### EXTRACT
— begin —

Wednesday, November 18, 2009

Multiple Levels of Change

I become frustrated with people who are condescending toward their charges who need to make changes in their lives. Often I think that people misjudge where the real change needs to take place. Robert Dilts, in Beliefs, does a wonderful job of describing change:

Change is a multilevel process…
We make changes in our environments; Changes in our behaviors through which we interact with our environment; Changes in our capabilities and the strategies by which we direct and guide our behavior; changes in our beliefs and value systems by which we motivate and reinforce our guidance systems and maps; Changes in our identity of which we select the values and beliefs we live by; Changes in our relationship to those things which are bigger than us, those things that most people would call spiritual.

Thursday, November 12, 2009


A few weeks ago I mentioned that I wanted to see what the country would be like in the future. In some ways, my request was answered in the guise of Metatropolis, five short stories edited by John Scalzi. Five authors created a not too distant future, where the governments of the United States and other major countries have collapsed. What are left in their places are pockets of cities centered on green technology and high tech communications.

— end —

### AIM 1
Repeat the blog post word for word between "Change is a" and "would call spiritual.", inclusive.
### AIM 2
Copy out each line of the listing that contains the word "field".
The blog post and the listing come from different sources.

### DATASET ENTRIES
— begin —

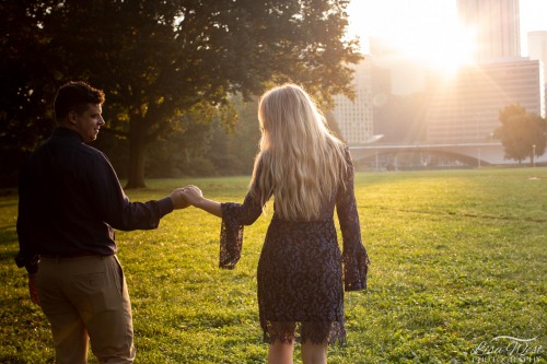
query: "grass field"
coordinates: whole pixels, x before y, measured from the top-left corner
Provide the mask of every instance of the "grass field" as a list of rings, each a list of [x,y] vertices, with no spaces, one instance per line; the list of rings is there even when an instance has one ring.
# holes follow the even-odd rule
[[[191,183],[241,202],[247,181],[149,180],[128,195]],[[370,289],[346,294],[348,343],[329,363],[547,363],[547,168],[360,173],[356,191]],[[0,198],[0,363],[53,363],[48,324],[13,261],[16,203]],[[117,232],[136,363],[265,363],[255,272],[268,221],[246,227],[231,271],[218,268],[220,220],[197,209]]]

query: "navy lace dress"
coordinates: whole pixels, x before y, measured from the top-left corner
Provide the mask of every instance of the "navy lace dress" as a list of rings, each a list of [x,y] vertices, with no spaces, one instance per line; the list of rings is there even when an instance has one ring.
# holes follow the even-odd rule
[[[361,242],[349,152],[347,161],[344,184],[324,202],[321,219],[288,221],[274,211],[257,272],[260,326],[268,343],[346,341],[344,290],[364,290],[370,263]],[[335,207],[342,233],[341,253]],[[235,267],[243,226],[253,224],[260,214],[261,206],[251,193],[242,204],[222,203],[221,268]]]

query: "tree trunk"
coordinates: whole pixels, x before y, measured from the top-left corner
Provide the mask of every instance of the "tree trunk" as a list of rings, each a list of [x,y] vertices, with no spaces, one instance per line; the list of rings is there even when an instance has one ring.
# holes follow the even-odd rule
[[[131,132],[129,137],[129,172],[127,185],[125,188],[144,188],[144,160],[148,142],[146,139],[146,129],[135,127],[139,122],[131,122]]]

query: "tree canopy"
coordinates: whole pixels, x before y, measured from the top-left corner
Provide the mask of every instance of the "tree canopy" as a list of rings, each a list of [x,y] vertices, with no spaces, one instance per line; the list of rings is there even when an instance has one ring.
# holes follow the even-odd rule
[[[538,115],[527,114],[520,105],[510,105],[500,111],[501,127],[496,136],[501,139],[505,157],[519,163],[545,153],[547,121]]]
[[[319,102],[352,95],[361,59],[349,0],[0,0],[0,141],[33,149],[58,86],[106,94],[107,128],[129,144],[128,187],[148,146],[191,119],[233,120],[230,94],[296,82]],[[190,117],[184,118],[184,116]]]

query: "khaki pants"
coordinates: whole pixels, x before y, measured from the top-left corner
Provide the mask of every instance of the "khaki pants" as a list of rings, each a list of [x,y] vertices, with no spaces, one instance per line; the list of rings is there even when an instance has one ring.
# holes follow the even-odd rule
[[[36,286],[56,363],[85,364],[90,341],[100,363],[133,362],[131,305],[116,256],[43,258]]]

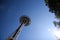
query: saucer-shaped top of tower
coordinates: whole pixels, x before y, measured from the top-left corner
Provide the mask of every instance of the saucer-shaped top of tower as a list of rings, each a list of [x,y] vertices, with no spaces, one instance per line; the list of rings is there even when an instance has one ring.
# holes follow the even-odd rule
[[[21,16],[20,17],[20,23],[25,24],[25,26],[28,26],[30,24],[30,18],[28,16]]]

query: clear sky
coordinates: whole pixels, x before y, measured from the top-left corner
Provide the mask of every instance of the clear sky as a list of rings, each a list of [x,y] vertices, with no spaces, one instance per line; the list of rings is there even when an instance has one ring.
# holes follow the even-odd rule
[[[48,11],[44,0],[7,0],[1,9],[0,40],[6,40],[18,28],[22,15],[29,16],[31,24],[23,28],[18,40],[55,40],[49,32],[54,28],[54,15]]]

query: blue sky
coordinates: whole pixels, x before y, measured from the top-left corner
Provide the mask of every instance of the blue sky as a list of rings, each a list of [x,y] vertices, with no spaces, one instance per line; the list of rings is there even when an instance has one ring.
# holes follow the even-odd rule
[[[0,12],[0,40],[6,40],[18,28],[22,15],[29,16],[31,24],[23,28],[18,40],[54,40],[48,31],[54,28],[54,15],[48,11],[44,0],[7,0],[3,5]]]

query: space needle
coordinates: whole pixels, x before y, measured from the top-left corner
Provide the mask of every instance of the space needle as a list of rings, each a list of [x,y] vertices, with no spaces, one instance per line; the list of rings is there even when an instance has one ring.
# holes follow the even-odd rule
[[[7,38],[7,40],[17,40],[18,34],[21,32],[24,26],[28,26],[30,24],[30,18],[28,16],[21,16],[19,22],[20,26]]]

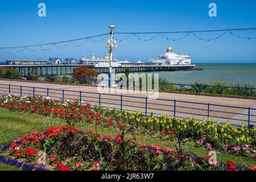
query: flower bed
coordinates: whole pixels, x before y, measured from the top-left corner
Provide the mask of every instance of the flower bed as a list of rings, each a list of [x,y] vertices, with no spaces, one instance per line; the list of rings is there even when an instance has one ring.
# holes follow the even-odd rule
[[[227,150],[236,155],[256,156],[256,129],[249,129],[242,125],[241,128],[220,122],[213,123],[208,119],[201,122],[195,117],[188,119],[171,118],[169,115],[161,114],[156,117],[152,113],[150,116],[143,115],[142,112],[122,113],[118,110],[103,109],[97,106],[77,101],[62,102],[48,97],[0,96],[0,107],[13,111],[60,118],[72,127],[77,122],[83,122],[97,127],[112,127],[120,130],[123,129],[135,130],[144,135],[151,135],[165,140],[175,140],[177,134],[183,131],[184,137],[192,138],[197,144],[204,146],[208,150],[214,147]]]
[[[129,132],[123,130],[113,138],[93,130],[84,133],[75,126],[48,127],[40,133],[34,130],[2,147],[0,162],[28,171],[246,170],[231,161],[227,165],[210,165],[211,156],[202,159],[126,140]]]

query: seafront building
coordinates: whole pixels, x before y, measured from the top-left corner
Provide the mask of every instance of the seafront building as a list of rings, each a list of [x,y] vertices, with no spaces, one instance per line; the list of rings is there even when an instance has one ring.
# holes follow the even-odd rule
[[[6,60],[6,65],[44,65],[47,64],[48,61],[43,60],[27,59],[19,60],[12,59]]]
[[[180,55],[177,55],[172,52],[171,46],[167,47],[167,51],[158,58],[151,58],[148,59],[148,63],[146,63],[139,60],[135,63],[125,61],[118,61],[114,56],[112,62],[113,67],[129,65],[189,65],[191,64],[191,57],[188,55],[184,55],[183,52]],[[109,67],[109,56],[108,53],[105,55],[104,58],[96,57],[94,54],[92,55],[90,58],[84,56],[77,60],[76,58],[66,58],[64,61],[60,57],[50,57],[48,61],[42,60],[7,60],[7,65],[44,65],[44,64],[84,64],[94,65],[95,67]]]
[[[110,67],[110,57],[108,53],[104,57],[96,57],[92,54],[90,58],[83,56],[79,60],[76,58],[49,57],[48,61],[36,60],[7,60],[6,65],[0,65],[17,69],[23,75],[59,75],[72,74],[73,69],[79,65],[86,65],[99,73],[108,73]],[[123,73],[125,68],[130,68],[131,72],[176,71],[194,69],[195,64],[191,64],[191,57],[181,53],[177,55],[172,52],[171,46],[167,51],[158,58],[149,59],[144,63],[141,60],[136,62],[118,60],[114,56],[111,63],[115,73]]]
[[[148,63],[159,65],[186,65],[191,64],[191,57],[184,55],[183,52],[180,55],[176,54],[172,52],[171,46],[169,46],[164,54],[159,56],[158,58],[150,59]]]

— end —

### FULL SOLUTION 1
Change is a multilevel process…
We make changes in our environments; Changes in our behaviors through which we interact with our environment; Changes in our capabilities and the strategies by which we direct and guide our behavior; changes in our beliefs and value systems by which we motivate and reinforce our guidance systems and maps; Changes in our identity of which we select the values and beliefs we live by; Changes in our relationship to those things which are bigger than us, those things that most people would call spiritual.

### FULL SOLUTION 2
query: "grass field"
Provide the mask of every instance of the "grass field" as a list of rings, each a list of [x,y] vertices, with no spaces, one instance per line; the list of rings is there even when an instance has one ring.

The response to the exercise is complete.